Lines of data
—————

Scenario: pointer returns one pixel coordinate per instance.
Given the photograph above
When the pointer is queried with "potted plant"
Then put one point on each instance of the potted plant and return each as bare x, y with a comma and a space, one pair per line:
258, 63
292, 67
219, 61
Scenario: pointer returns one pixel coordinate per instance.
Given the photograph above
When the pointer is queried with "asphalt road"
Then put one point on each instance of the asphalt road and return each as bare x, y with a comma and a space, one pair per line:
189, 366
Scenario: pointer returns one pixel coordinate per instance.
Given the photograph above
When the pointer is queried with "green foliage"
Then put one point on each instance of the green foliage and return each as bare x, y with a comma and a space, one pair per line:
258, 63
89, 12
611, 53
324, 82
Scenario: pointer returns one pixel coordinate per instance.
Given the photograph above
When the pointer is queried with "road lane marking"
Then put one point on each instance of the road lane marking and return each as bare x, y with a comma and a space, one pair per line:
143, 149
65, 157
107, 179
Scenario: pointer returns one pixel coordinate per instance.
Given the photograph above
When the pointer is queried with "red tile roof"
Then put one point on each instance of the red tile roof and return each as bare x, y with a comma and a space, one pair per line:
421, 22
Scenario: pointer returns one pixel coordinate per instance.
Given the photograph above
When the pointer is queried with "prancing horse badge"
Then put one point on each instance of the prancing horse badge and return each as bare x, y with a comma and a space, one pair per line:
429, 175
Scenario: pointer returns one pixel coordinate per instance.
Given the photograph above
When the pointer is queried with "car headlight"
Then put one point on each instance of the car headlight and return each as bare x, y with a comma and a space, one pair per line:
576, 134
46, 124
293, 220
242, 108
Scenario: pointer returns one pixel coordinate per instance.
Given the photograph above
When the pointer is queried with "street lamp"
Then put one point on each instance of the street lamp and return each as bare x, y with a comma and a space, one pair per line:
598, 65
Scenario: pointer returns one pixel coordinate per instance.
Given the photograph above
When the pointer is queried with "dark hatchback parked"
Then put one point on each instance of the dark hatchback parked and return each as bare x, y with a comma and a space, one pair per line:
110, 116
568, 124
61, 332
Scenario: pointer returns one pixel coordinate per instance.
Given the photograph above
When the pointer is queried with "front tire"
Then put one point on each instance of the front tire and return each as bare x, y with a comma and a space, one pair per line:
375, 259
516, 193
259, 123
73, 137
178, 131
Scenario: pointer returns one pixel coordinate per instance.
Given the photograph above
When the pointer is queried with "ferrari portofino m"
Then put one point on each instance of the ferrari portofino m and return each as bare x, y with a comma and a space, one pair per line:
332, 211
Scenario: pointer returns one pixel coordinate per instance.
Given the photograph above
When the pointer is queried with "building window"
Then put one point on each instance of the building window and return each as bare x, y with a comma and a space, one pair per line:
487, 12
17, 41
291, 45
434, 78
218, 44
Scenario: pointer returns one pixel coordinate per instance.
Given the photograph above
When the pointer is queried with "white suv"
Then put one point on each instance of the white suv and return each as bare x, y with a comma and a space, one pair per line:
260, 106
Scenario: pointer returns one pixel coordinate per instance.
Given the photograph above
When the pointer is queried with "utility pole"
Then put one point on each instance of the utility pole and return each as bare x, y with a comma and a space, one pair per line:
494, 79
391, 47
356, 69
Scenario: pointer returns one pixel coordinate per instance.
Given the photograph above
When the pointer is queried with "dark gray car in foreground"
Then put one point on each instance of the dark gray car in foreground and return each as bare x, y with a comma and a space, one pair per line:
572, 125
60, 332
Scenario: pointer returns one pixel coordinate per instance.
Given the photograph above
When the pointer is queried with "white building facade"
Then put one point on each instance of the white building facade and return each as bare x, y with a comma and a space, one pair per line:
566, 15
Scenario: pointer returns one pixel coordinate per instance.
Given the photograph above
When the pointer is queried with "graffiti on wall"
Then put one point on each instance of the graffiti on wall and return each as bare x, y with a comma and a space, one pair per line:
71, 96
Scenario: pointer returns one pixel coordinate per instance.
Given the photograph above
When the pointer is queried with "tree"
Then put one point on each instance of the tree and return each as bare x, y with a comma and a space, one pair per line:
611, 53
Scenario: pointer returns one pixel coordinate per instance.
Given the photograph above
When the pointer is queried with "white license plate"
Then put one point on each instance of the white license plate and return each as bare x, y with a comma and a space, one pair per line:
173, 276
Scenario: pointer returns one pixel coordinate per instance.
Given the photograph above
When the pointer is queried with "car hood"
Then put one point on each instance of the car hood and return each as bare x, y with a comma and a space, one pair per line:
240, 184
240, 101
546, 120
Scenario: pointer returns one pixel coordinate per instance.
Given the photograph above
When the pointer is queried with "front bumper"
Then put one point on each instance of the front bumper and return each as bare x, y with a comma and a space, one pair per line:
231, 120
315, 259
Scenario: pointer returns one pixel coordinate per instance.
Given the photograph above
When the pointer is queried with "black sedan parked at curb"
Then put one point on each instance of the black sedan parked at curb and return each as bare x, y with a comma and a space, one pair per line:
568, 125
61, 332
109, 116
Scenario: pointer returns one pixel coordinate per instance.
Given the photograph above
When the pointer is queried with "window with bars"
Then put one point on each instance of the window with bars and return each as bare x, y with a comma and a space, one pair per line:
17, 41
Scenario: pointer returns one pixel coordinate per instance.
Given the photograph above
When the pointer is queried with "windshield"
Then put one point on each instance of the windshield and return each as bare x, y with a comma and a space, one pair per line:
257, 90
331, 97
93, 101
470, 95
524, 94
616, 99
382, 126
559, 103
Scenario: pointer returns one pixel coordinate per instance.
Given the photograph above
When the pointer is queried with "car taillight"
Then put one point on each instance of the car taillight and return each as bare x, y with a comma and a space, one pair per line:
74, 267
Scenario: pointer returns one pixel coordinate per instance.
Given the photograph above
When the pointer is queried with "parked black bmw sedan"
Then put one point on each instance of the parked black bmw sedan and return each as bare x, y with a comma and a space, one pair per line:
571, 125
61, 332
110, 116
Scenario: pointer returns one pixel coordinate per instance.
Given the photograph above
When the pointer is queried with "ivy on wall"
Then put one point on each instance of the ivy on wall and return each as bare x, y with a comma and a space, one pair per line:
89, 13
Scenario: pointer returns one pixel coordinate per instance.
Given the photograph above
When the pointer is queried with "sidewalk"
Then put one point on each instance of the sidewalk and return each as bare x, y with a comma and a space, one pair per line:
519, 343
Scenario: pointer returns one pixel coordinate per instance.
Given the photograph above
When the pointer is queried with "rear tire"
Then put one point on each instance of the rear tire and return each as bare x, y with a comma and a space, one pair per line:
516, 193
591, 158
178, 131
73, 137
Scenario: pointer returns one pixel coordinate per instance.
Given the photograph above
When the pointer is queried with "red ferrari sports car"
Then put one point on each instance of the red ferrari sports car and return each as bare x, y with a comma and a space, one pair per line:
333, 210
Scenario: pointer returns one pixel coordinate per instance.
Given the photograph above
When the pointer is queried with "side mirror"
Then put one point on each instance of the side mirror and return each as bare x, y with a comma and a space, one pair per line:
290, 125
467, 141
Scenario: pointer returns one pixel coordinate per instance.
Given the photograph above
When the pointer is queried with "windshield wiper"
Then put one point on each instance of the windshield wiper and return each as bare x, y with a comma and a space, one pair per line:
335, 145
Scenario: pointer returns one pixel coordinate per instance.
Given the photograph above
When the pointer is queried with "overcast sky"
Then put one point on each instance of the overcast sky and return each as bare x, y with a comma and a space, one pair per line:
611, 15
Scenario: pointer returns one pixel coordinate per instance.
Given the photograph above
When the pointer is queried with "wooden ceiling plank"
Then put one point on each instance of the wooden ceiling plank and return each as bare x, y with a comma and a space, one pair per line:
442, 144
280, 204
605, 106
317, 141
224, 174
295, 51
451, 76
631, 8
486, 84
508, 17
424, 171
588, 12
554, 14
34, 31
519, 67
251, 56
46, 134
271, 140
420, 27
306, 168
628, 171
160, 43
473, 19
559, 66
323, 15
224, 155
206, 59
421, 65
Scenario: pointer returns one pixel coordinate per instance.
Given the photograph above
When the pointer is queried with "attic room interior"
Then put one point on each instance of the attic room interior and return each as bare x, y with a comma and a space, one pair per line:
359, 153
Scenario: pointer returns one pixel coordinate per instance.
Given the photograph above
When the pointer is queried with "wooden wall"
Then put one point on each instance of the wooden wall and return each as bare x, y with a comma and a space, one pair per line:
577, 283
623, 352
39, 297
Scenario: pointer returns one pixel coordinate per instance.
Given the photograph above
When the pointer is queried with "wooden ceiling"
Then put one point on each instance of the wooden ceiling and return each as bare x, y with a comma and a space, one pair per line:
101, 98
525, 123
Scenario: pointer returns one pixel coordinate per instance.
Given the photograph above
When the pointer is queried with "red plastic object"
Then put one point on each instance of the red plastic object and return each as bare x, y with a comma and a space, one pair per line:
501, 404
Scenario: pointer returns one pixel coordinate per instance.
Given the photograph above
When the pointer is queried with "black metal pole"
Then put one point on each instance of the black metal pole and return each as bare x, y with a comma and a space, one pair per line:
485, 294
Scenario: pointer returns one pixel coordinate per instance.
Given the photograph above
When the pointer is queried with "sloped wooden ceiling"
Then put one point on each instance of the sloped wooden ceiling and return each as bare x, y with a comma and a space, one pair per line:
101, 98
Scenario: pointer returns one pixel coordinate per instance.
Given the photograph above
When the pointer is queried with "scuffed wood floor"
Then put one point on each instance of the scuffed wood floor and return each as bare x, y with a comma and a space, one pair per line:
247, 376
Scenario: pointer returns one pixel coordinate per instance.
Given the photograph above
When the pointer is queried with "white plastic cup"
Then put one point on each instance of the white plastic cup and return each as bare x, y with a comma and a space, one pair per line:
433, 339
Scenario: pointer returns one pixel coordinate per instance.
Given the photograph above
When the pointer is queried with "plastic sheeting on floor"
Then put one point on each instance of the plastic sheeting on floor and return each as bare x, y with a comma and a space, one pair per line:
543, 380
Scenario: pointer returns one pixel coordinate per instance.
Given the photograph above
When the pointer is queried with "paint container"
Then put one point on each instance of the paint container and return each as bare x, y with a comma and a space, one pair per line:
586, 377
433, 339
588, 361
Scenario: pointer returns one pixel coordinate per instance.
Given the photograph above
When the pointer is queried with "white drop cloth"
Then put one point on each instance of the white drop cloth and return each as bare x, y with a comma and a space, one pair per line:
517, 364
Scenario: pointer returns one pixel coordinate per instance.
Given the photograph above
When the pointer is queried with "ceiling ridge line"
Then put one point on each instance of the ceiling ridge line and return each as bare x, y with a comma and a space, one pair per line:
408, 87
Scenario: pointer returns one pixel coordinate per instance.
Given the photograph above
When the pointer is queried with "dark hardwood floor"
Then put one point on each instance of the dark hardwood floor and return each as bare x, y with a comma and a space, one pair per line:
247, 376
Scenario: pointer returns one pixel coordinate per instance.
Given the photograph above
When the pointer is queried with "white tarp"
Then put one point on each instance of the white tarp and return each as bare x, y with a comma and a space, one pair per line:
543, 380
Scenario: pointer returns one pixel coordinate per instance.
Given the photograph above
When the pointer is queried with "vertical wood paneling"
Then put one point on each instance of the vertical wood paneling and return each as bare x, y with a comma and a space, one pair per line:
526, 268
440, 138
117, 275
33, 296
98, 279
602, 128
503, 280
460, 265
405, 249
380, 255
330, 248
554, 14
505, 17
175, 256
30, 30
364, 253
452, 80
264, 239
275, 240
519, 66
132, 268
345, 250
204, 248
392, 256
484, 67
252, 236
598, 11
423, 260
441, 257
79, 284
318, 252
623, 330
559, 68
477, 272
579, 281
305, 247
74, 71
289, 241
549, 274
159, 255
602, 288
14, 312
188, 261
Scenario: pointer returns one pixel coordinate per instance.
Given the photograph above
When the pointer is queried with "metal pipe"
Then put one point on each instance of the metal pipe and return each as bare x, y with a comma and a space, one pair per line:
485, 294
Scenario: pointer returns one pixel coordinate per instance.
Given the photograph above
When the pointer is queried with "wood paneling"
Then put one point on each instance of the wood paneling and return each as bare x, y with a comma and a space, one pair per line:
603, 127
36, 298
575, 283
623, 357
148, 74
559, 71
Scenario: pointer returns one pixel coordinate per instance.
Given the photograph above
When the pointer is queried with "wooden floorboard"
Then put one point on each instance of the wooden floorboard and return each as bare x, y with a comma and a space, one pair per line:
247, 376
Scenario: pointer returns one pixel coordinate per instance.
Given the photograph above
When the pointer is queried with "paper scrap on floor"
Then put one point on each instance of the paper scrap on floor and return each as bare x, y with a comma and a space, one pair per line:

—————

Problem to work on: Which of the lines above contain the word "foliage"? Select each of them and copy it out in full, matching case exactly.

Expected answer:
When the pointer is queried with "green foliage"
Then put one point on each instance of the green foliage and return each as bare x, y with a comma and a space, one pair per line:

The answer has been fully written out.